• **Document extract**:
»»

Spark dataframes utils

In [0]:
def spark_dataframe_shape(df):
  
  """
  Returns a list with the shape of a spark dataframe including rows and columns in the first and second element correpondingly.
  
  Parameters:
  ------------
  df : spark DataFrame
    The dataframe of which we want to calculate the shape
  
  Returns:
  --------
  A list with rows on the first element and columns on the second.
  """
  print('The dataframe has {} rows and {} columns'.format(df.count(), len(df.columns)))
  return [df.count(), len(df.columns)]

#-------------------------------------

def spark_lower_column_names(df):
  
  """
  Lower the column names.
  
  Parameters:
  ------------
  df : spark DataFrame
    The dataframe of which we want to lower the column names
  
  Returns:
  --------
  The same dataframe with the same column names in lower.
  """
  
  for column in df.columns:
      
      df = df.withColumnRenamed(column,column.lower())

««

• **Provided material**:
»»

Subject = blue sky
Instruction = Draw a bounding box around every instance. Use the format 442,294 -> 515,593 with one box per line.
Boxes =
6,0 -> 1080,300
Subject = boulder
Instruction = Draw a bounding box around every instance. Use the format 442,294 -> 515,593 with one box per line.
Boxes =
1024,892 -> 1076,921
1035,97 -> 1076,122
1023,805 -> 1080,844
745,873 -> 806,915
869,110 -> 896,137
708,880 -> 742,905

««

• **Direction 1**:
According to the Spark dataframe utilities, what does the function spark_dataframe_shape return?
• **Direction 2**:
Print the lines of the entries from the line containing "Subject = boulder" through the end of the entries, reproducing each line exactly.

• **Expected output 1**:
It returns a list with the number of rows as the first element and the number of columns as the second.

• **Expected output 2**:
Subject = boulder
Instruction = Draw a bounding box around every instance. Use the format 442,294 -> 515,593 with one box per line.
Boxes =
1024,892 -> 1076,921
1035,97 -> 1076,122
1023,805 -> 1080,844
745,873 -> 806,915
869,110 -> 896,137
708,880 -> 742,905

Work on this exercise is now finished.